» Work to be completed:
Give the part of the records below that opens with the line containing "Target: concrete tunnel wall" and runs through the end of the records as a numbered list, leaving out blank lines.

» Supplied records:
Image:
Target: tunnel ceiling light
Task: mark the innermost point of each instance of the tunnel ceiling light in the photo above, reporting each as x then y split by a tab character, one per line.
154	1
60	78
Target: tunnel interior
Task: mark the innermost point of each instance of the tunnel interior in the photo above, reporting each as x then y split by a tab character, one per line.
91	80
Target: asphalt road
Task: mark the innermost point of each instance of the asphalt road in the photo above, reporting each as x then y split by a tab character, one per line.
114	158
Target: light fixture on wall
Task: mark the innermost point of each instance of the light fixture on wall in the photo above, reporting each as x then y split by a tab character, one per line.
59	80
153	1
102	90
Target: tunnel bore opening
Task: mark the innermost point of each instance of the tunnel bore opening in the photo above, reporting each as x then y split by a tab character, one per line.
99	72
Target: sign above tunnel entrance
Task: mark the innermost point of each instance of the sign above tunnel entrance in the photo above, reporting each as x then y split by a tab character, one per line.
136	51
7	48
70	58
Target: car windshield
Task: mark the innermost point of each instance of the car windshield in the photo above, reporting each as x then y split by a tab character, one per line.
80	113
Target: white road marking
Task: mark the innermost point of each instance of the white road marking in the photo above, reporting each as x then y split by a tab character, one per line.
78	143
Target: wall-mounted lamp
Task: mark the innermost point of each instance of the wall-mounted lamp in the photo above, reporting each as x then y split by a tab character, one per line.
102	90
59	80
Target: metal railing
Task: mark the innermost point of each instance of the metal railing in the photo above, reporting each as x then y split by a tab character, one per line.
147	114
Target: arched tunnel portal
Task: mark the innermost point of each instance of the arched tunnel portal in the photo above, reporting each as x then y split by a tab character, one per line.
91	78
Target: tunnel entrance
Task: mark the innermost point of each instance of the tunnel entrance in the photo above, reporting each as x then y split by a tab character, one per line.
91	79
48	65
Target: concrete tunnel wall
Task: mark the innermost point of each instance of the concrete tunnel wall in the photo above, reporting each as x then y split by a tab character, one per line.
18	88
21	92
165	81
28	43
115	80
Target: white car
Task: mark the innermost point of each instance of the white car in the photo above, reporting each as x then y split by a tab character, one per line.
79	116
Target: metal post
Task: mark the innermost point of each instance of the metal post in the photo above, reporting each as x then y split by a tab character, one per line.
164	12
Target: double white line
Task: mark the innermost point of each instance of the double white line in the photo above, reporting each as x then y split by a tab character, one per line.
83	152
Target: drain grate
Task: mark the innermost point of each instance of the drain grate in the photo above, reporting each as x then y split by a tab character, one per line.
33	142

» Exercise result:
1. Target: concrete tunnel wall
2. Task: mark the innermost point of each instance of the concrete tunnel wall in the photo above, reporting each as x then y split by a tab character, one per line.
3. 18	88
4. 21	92
5. 165	81
6. 28	43
7. 115	80
8. Target: white car
9. Task: mark the innermost point of each instance of the white car in the photo above, reporting each as x then y split by a tab character, one per line.
10. 79	116
11. Target: metal post
12. Task: mark the innermost point of each instance of the metal post in the photo above, reporting each as x then y split by a tab character, one per line.
13. 164	12
14. Target: double white line
15. Task: mark the innermost point of each instance of the double white line in the photo above, reporting each as x then y split by a tab character, one per line.
16. 83	152
17. Target: drain grate
18. Task: mark the innermost point of each instance of the drain grate in the photo above, reporting each as x then y split by a tab character, one per line.
19. 33	142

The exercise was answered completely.